Task to complete: Leave out the pictures and print the records below exactly.

Provided records:
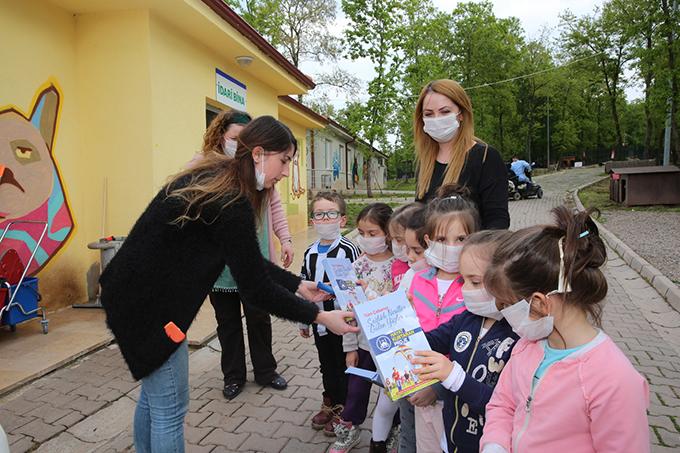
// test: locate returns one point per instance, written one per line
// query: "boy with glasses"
(328, 217)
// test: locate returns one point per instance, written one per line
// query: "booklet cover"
(394, 333)
(371, 376)
(344, 282)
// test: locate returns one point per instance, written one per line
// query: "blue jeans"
(162, 405)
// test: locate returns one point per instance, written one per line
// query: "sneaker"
(392, 443)
(348, 436)
(377, 447)
(324, 416)
(329, 428)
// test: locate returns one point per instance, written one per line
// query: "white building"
(335, 161)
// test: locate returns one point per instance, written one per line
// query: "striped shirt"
(312, 267)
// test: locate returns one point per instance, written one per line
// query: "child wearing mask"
(374, 268)
(328, 217)
(397, 228)
(414, 239)
(477, 344)
(436, 294)
(568, 387)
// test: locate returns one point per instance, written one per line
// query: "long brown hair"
(529, 261)
(214, 135)
(220, 180)
(427, 148)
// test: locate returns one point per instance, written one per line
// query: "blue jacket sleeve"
(476, 394)
(440, 338)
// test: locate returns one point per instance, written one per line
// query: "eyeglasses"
(320, 215)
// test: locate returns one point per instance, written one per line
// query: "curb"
(663, 285)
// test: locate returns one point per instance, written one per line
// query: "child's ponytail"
(529, 261)
(584, 254)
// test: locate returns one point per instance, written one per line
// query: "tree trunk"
(675, 139)
(649, 124)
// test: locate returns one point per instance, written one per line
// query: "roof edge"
(298, 105)
(236, 21)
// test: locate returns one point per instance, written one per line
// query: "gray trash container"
(107, 248)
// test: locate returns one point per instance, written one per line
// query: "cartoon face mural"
(30, 185)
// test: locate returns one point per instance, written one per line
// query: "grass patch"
(401, 184)
(354, 209)
(597, 196)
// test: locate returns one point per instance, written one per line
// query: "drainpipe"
(347, 164)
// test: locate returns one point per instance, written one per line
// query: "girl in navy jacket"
(478, 343)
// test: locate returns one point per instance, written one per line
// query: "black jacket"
(487, 179)
(163, 273)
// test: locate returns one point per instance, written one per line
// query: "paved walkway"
(89, 405)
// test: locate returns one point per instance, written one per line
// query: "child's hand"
(352, 358)
(308, 290)
(423, 398)
(433, 365)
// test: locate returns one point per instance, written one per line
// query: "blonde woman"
(447, 151)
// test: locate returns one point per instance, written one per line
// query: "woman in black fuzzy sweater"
(204, 219)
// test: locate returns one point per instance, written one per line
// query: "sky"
(535, 17)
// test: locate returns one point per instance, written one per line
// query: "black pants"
(332, 360)
(230, 333)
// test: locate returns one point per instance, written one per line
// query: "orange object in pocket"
(174, 333)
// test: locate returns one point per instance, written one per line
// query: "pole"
(548, 134)
(669, 113)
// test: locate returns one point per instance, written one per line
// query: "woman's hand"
(433, 365)
(336, 321)
(308, 290)
(287, 253)
(423, 398)
(352, 358)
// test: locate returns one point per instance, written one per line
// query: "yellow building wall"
(182, 77)
(295, 206)
(133, 99)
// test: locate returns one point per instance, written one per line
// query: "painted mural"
(30, 185)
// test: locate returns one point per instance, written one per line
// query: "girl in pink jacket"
(436, 294)
(567, 386)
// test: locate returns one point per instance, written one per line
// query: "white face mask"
(400, 251)
(531, 329)
(442, 129)
(328, 231)
(444, 257)
(481, 303)
(229, 147)
(260, 175)
(372, 245)
(419, 265)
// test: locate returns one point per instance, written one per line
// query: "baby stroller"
(19, 294)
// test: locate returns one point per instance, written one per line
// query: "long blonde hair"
(427, 148)
(218, 180)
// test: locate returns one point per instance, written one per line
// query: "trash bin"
(108, 247)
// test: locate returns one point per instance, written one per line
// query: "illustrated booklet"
(394, 334)
(344, 282)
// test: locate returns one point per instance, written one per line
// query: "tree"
(373, 33)
(602, 38)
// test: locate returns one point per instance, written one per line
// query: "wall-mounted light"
(244, 60)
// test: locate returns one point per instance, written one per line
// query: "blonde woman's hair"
(427, 147)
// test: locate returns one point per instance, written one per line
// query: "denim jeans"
(162, 405)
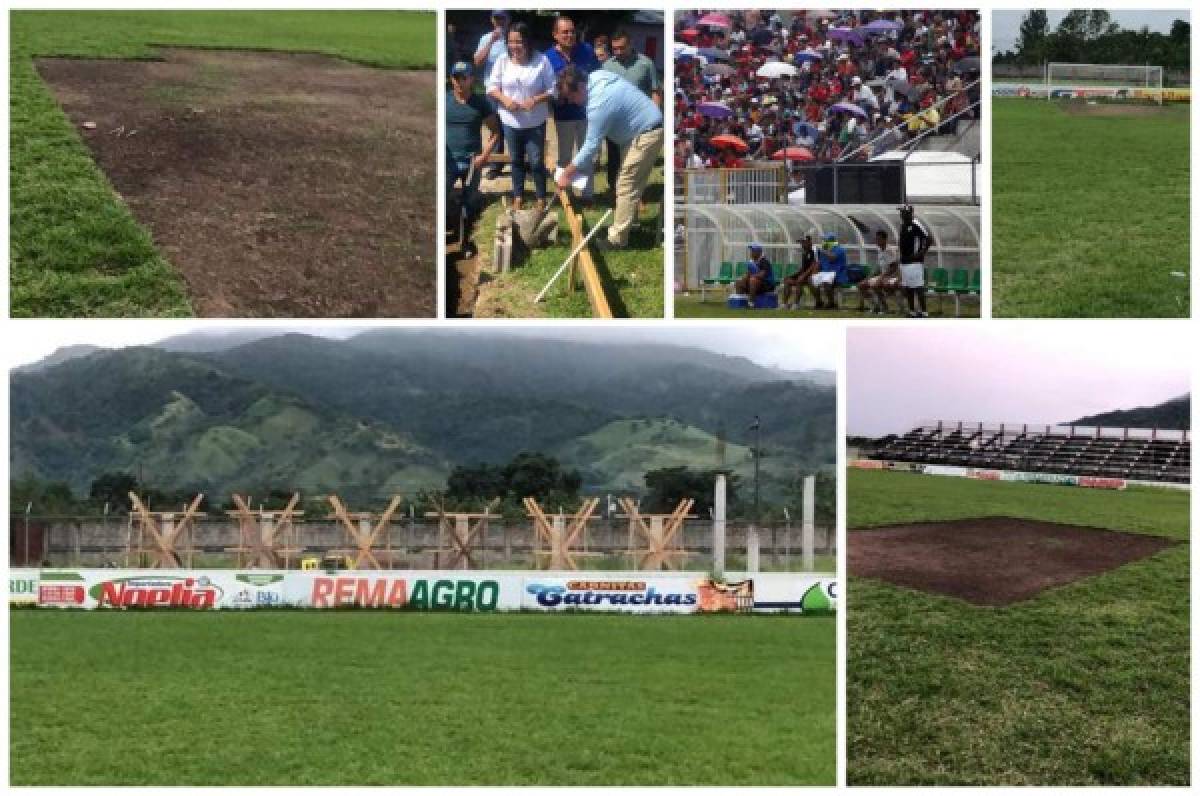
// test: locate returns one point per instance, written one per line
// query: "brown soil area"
(280, 185)
(1083, 108)
(991, 561)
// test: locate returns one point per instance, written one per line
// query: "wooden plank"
(592, 282)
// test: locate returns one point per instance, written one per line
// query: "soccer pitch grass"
(1090, 213)
(327, 698)
(76, 250)
(1084, 684)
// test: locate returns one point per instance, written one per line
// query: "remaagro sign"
(367, 591)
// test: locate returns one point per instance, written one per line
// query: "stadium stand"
(1131, 454)
(846, 84)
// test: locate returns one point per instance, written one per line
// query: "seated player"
(793, 285)
(760, 277)
(886, 281)
(832, 258)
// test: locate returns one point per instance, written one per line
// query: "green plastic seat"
(960, 280)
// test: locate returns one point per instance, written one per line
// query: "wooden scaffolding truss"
(162, 539)
(364, 530)
(459, 532)
(659, 532)
(267, 539)
(559, 533)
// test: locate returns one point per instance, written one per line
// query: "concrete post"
(719, 525)
(808, 530)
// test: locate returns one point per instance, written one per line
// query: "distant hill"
(1175, 413)
(395, 410)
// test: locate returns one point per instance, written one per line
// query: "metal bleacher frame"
(1131, 454)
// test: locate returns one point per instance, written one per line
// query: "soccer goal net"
(1104, 82)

Task solution:
// test: locate returns one point per instance, written one per line
// query: "boy with glasses"
(328, 217)
// test: locate returns one point per instance, written one per line
// query: "booklet cover"
(394, 333)
(371, 376)
(344, 282)
// test: locate returns one point per instance, written one per line
// query: "blue jeans"
(162, 405)
// test: locate returns one point per instance, written one per line
// query: "sneaker"
(392, 443)
(348, 436)
(377, 447)
(324, 416)
(329, 428)
// test: locate returns one point per instance, written one per line
// query: "white building"
(335, 161)
// test: locate returns one point per instance, written one per line
// query: "striped shirt"
(312, 267)
// test: locate returns one point per instance, written one per line
// query: "child wearing mask"
(374, 268)
(328, 217)
(397, 228)
(414, 239)
(477, 344)
(436, 294)
(568, 387)
// test: locate returns one point per instance, written one per line
// query: "long brown hair"
(529, 261)
(214, 135)
(220, 180)
(427, 148)
// test: locate returns one point per instance, written one per line
// query: "blue jacket sleeve"
(476, 394)
(440, 338)
// test: locate returns one point per instance, written one per line
// query: "eyeglasses"
(320, 215)
// test: locate returns one point per instance, written one per line
// query: "curb"
(663, 285)
// test: locate returns one point per instance, written one per line
// query: "child's ponytail"
(529, 261)
(584, 254)
// test: locate returns one point per instance, written one per line
// query: "tree trunk"
(675, 139)
(649, 124)
// test: locate returns one point per instance, written one per line
// query: "roof edge"
(298, 105)
(236, 21)
// test: locate returns one point per instance, written one per line
// query: "gray trash container"
(107, 248)
// test: locate returns one point per instance, written one per line
// query: "cartoon face mural"
(30, 185)
// test: locate returns one point per instance, written one per line
// query: "grass patch"
(401, 184)
(354, 209)
(597, 196)
// test: locate returns one point per instance, written one per line
// query: "drainpipe"
(347, 164)
// test: locate returns one point per instance, written one per line
// query: "girl in navy jacket"
(478, 343)
// test: locate returns one point per instance, written one per line
// query: "black jacket"
(487, 179)
(163, 273)
// test: locate returns one point per instance, written one per line
// query: "paved walkway"
(89, 405)
// test: locate returns one point per instance, written one per line
// query: "child's hand"
(352, 358)
(308, 290)
(423, 398)
(433, 365)
// test: locate returns one point per instance, written one per line
// query: "blonde woman"
(447, 151)
// test: locate returns one point per instance, written one per line
// query: "woman in black fuzzy sweater"
(204, 219)
// test: locate returns one point per instance, written one per line
// query: "sky"
(535, 17)
// test: locate returns one point per instance, written one per line
// query: "black pants"
(332, 360)
(230, 333)
// test: locate returns one point per instance, written one per line
// query: "orange object in pocket"
(174, 333)
// test: locate returns one point per instance, written one per line
// query: "pole"
(548, 134)
(669, 113)
// test: locate returns one point per instance, written one per line
// query: "woman's hand"
(433, 365)
(336, 321)
(308, 290)
(287, 253)
(423, 398)
(352, 358)
// test: locate returns one point per instance, written one per line
// query: "yellow building wall"
(182, 77)
(295, 206)
(133, 99)
// test: locate returns one point per instance, written one per line
// query: "painted mural"
(30, 185)
// test: locate returns one point per instance, written one per line
// query: "girl in pink jacket"
(436, 294)
(567, 386)
// test: locate returns one point per instance, written one per line
// query: "white face mask"
(400, 251)
(531, 329)
(442, 129)
(328, 231)
(444, 257)
(481, 303)
(229, 147)
(260, 175)
(372, 245)
(419, 265)
// test: locate returns one point per instance, written one per line
// query: "baby stroller"
(19, 294)
// test: locate returns one point per instance, written one per line
// query: "long blonde hair"
(427, 148)
(218, 180)
// test: locate returns one point per instance, written one per line
// query: "trash bin"
(108, 247)
// test: locate returns one point per instance, written one per line
// query: "illustrated booklet"
(394, 334)
(344, 282)
// test: locate returns one point per instance, written one per line
// query: "tree"
(373, 33)
(602, 38)
// test: locate returns one point per instance, written one per line
// query: "wall-mounted light"
(244, 60)
// test: locate returns one point per instance, written one per line
// query: "blonde woman's hair"
(427, 147)
// test: locate returns one point per instance, written one per line
// query: "denim jeans"
(162, 405)
// test: locate returns one point per instance, written one per line
// query: "brown soil area"
(280, 185)
(1083, 108)
(991, 561)
// test: locate returns one point per instance, written one per line
// query: "wooden plank"
(592, 282)
// test: locate returns one point per instance, written one per line
// query: "soccer pitch grass"
(1090, 213)
(327, 698)
(76, 250)
(1084, 684)
// test: locate returns one point per instance, written one per line
// query: "remaagro sign"
(367, 591)
// test: locate returns one point per instance, written one per line
// query: "stadium stand"
(1131, 454)
(846, 84)
// test: locate returns one point per instance, written one per line
// query: "seated player"
(793, 285)
(760, 277)
(886, 281)
(832, 258)
// test: locate returns one point per instance, written one per line
// query: "green plastic seat"
(960, 280)
// test: locate returns one point per instance, written one per line
// query: "wooden scaffolding truss"
(162, 539)
(364, 530)
(459, 532)
(659, 532)
(267, 539)
(559, 533)
// test: locate returns one point per instance, written one per line
// query: "concrete post"
(719, 525)
(808, 530)
// test: locate returns one point per instance, written one per line
// query: "distant hill"
(1175, 413)
(395, 410)
// test: locate returns one point per instance, written one per line
// query: "metal bleacher frame"
(1131, 454)
// test: locate returns one point per instance, written one per line
// query: "soccer goal net"
(1104, 82)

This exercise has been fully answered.